═══ Texte extrait ═══
L’actrice et autrice Sarah-Maude Beauchesne, qui a notamment scénarisé Fourchette, se souvient bien de sa première rencontre avec Catherine, il y a six ans. « Elle m’impressionnait. Pour la fille de 24 ans que j’étais, insécure et mal dans sa peau, la voir entrer dans une pièce, c’était confrontant. Je la trouvais trop belle et trop cool pour l’imaginer être mon amie. » Elles le sont néanmoins devenues, formant le centre de gravité d’une sororité bétonnée qui englobe aussi les comédiennes Sarah-Jeanne Labrosse et Juliette Gosselin. « Catherine, c’est un grand cœur qui veut juste aimer, dit Sarah-Maude. Elle m’a appris à prendre les choses avec plus de légèreté, car pour elle, rien n’est très compliqué. »
Catherine admet ne pas être anxieuse de nature. « En sortant du Conservatoire, je me suis dit : c’est pas vrai que je vais me tourner les pouces chez nous en attendant que le téléphone sonne. J’ai trouvé trois jobines : dans une pizzéria, dans une crèmerie et sur un bateau de croisière. » Elle n’aura pas le bonheur d’apprendre l’art du sundae. Deux semaines plus tard, elle rejoignait Patrick Huard et Mariana Mazza sur le tournage de Bon Cop Bad Cop 2. Et elle n’a jamais manqué de travail depuis.
Sa bonne étoile, probablement. Et si l’astre s’éteint en cours de route ? A-t-elle un plan B ? La question la fait pouffer. « Oh non ! Peut-être la poterie », blague-t-elle, en montrant sur la table un objet oblong né de ses mains. «C’est une tentative de vase», précise la céramiste en herbe devant mon regard interrogateur.
L’Après-District…
Fabienne Larouche est persuadée que le jour où Catherine portera une série sur ses épaules n’est pas loin. Entretemps, l’actrice apprivoise le succès, reçoit des offres. Mais faire partie de l’aventure de District 31 exige beaucoup de temps, ce qui réduit du même coup ses possibilités d’aller voir ailleurs. « Je suis dans une position privilégiée, dit-elle, et je n’ai pas peur de dire non à une audition pour trois scènes dans un film où je suis à poil dans l’une d’elles. »
═══ Données fournies ═══
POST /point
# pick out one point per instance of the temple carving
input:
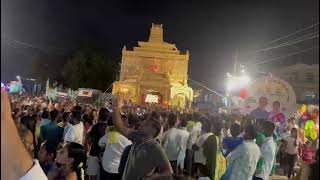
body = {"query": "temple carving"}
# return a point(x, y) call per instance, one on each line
point(155, 69)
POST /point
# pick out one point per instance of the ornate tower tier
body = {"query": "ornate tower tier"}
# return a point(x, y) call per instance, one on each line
point(155, 69)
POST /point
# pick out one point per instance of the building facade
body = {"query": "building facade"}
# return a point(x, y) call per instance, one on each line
point(155, 69)
point(304, 79)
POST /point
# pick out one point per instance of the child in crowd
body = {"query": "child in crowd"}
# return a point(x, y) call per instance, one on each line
point(47, 156)
point(291, 151)
point(307, 153)
point(230, 143)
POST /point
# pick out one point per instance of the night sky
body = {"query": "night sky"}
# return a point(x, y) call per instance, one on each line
point(211, 30)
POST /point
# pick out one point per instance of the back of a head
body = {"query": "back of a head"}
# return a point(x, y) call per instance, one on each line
point(54, 114)
point(235, 130)
point(206, 124)
point(45, 115)
point(217, 127)
point(268, 128)
point(24, 120)
point(87, 119)
point(184, 121)
point(250, 132)
point(172, 119)
point(77, 152)
point(65, 116)
point(51, 148)
point(103, 114)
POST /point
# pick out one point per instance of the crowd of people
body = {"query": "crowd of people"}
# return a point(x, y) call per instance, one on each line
point(128, 142)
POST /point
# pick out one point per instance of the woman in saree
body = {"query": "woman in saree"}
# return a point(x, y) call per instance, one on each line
point(212, 150)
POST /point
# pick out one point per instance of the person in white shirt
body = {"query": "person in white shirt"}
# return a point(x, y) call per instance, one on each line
point(243, 160)
point(75, 133)
point(268, 152)
point(16, 162)
point(114, 143)
point(225, 132)
point(175, 143)
point(199, 160)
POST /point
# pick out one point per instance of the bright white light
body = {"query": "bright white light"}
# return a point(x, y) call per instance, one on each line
point(237, 82)
point(244, 80)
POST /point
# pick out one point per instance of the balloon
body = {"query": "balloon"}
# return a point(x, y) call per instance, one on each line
point(303, 109)
point(243, 93)
point(310, 130)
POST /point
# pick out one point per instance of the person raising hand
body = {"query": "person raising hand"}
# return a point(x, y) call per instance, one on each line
point(16, 162)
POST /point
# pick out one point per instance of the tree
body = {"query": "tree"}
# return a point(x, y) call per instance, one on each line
point(89, 68)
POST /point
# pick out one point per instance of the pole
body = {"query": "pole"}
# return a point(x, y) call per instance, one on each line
point(235, 66)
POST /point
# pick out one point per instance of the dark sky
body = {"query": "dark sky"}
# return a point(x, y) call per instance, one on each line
point(211, 30)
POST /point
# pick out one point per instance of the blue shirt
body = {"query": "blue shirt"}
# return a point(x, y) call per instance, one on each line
point(230, 144)
point(260, 113)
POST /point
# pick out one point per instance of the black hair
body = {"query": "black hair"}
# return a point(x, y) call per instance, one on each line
point(77, 152)
point(54, 114)
point(103, 114)
point(172, 119)
point(65, 116)
point(133, 120)
point(77, 113)
point(110, 121)
point(45, 114)
point(276, 102)
point(87, 118)
point(268, 128)
point(235, 130)
point(251, 131)
point(51, 148)
point(206, 124)
point(217, 127)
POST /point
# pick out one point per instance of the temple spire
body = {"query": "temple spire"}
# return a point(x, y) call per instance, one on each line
point(156, 33)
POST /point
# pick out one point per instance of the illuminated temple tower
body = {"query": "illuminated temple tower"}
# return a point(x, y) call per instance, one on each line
point(155, 69)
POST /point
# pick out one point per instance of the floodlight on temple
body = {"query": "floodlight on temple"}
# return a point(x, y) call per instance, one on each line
point(155, 68)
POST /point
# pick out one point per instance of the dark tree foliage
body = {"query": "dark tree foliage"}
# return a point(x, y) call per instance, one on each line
point(88, 67)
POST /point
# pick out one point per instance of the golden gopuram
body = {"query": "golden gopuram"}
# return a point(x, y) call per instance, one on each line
point(155, 72)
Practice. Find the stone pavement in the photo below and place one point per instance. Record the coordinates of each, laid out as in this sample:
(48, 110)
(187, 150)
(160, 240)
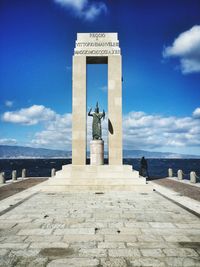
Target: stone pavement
(185, 189)
(103, 230)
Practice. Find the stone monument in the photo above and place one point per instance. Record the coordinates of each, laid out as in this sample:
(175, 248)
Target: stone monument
(96, 48)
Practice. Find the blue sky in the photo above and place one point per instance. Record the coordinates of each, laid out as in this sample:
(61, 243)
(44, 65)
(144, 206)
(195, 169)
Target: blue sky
(160, 45)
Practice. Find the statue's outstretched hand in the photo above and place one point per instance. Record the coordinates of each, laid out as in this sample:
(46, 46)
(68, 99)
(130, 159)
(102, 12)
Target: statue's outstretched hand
(103, 114)
(89, 113)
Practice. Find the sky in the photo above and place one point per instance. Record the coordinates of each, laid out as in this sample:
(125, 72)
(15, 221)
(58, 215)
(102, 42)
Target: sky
(160, 47)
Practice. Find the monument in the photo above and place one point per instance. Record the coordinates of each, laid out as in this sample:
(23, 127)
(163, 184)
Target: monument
(96, 48)
(97, 144)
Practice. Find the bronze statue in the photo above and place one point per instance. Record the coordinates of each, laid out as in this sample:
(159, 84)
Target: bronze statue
(96, 124)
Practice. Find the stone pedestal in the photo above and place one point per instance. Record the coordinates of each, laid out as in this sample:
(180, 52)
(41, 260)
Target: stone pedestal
(97, 152)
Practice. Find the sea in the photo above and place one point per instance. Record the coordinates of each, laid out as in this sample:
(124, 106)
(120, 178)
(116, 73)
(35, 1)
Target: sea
(158, 168)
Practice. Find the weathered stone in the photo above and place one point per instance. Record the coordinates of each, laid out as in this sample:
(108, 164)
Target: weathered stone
(74, 262)
(127, 252)
(155, 253)
(148, 262)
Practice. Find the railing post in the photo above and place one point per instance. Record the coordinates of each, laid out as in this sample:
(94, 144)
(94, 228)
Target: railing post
(193, 179)
(53, 172)
(23, 173)
(2, 178)
(14, 175)
(170, 172)
(180, 175)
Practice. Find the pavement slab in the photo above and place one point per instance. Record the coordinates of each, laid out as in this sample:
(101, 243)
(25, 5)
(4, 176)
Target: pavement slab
(114, 229)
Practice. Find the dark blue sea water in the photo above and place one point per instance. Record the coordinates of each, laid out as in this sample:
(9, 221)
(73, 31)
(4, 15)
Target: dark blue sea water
(42, 167)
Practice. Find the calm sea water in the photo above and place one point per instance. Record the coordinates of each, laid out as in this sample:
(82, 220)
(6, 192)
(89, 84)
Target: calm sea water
(42, 167)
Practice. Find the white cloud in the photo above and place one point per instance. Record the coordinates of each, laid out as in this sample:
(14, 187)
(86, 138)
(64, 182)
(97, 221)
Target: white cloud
(8, 103)
(57, 133)
(140, 130)
(104, 88)
(144, 131)
(29, 116)
(8, 141)
(187, 47)
(196, 113)
(84, 8)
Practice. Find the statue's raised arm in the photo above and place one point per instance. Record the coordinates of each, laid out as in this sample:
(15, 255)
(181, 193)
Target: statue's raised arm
(89, 113)
(96, 124)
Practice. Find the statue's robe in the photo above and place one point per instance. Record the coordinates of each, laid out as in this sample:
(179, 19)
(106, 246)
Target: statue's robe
(96, 126)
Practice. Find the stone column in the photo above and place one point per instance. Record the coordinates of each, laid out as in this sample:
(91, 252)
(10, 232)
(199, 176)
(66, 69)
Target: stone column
(115, 110)
(2, 178)
(193, 179)
(170, 172)
(53, 172)
(14, 175)
(79, 111)
(180, 175)
(97, 152)
(23, 173)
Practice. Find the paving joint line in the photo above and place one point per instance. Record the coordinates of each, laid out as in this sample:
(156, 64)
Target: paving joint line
(178, 204)
(17, 204)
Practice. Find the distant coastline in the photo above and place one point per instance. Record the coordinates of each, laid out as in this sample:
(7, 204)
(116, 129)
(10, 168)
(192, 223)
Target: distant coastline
(21, 152)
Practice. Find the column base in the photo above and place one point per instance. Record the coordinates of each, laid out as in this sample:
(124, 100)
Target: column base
(96, 152)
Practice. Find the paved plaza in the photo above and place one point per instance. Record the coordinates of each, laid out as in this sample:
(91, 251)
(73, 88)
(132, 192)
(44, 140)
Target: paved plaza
(98, 229)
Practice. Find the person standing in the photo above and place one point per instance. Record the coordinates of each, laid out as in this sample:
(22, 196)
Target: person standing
(144, 168)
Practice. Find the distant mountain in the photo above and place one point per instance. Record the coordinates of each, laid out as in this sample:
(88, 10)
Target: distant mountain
(149, 154)
(30, 152)
(7, 152)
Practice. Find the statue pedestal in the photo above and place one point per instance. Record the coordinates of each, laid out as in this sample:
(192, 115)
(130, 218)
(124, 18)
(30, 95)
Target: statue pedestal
(96, 152)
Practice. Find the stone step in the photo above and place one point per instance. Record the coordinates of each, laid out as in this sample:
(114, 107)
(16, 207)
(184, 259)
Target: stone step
(97, 188)
(78, 174)
(93, 168)
(98, 181)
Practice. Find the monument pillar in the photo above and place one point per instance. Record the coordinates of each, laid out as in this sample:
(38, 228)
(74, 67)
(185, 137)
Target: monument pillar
(115, 110)
(97, 48)
(79, 122)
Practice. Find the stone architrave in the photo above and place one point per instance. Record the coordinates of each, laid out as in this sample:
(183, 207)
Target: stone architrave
(95, 48)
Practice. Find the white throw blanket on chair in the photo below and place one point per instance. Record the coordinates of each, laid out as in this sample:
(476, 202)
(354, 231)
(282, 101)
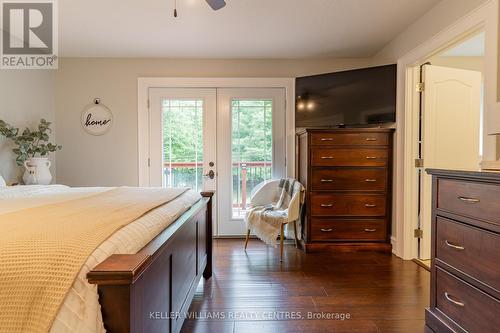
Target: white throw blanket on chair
(265, 221)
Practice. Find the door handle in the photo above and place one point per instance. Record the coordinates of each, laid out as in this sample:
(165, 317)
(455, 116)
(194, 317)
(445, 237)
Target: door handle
(468, 200)
(210, 174)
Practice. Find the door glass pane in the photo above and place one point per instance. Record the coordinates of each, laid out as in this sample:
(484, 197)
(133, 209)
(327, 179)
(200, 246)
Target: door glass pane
(251, 149)
(182, 143)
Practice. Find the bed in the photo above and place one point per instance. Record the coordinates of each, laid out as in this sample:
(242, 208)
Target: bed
(140, 279)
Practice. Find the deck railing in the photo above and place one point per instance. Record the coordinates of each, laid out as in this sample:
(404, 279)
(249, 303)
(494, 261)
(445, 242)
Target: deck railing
(246, 175)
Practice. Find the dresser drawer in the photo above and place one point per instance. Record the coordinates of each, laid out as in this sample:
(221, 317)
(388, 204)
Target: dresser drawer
(366, 179)
(349, 139)
(469, 307)
(470, 250)
(349, 157)
(476, 200)
(369, 230)
(331, 204)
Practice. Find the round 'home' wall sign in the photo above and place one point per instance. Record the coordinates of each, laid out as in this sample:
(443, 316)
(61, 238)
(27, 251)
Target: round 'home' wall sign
(97, 119)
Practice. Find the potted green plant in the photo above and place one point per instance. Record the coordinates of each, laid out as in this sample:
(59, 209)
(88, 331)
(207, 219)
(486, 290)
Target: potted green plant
(32, 148)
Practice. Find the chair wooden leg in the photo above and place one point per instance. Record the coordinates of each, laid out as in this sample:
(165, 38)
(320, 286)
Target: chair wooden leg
(282, 236)
(295, 233)
(246, 240)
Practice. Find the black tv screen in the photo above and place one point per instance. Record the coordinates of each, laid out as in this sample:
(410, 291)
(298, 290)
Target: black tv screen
(350, 98)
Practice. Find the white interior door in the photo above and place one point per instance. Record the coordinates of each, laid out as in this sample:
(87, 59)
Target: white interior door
(251, 149)
(451, 130)
(182, 138)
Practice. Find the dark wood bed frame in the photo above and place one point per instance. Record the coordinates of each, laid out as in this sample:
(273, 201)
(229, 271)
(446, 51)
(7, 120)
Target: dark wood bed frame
(151, 291)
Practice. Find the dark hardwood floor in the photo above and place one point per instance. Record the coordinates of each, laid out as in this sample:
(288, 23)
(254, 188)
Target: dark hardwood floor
(252, 292)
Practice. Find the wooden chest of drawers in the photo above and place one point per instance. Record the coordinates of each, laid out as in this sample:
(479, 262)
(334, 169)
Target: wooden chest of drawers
(347, 175)
(465, 271)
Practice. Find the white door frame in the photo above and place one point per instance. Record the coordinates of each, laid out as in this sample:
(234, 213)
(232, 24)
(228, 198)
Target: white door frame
(484, 18)
(145, 83)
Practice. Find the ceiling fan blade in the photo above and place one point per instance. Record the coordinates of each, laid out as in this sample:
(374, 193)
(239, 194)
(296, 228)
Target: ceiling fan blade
(216, 4)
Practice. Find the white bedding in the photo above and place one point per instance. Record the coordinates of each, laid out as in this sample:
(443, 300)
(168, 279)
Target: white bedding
(80, 311)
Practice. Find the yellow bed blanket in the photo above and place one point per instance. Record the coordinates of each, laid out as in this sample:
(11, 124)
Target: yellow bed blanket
(43, 248)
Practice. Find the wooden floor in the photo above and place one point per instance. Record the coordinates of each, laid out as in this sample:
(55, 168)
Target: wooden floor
(379, 292)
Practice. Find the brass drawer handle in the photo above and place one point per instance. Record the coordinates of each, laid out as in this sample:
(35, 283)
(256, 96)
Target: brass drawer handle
(451, 300)
(456, 247)
(469, 200)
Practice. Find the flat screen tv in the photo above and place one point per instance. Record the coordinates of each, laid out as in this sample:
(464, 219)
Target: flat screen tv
(354, 98)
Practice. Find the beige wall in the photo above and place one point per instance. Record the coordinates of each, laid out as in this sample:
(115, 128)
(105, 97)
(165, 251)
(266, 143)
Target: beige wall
(26, 96)
(111, 160)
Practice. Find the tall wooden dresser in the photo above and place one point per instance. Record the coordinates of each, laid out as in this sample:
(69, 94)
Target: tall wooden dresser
(347, 175)
(465, 271)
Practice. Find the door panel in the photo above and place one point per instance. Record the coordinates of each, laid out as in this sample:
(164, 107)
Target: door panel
(451, 130)
(182, 140)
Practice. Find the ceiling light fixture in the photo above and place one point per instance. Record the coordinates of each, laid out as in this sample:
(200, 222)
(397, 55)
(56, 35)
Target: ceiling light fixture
(214, 4)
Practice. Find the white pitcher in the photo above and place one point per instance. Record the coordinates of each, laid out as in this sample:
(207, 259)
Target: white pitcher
(37, 171)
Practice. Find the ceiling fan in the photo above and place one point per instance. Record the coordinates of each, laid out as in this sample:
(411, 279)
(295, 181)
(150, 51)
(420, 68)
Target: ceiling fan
(215, 4)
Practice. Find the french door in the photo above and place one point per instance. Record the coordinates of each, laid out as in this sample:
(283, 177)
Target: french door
(227, 140)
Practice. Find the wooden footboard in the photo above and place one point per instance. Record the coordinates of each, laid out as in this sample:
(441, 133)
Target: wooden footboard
(151, 291)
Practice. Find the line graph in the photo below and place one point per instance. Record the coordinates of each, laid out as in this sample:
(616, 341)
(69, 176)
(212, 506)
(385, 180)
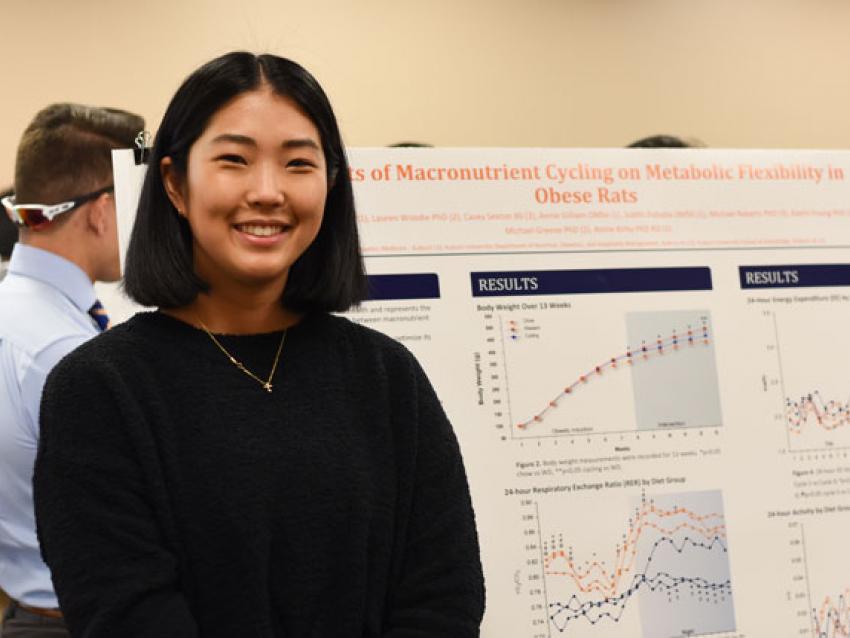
═══
[Consignes]:
1. Reproduisez le texte extrait, de « Catherine admet ne » jusqu'à « mon regard interrogateur. », sans rien y changer.
2. Quels titres de films ou de séries le texte extrait mentionne-t-il ? Donnez-les tous.

[Corrigés]:
1.
Catherine admet ne pas être anxieuse de nature. « En sortant du Conservatoire, je me suis dit : c’est pas vrai que je vais me tourner les pouces chez nous en attendant que le téléphone sonne. J’ai trouvé trois jobines : dans une pizzéria, dans une crèmerie et sur un bateau de croisière. » Elle n’aura pas le bonheur d’apprendre l’art du sundae. Deux semaines plus tard, elle rejoignait Patrick Huard et Mariana Mazza sur le tournage de Bon Cop Bad Cop 2. Et elle n’a jamais manqué de travail depuis.
Sa bonne étoile, probablement. Et si l’astre s’éteint en cours de route ? A-t-elle un plan B ? La question la fait pouffer. « Oh non ! Peut-être la poterie », blague-t-elle, en montrant sur la table un objet oblong né de ses mains. «C’est une tentative de vase», précise la céramiste en herbe devant mon regard interrogateur.

2.
Fourchette
Bon Cop Bad Cop 2
District 31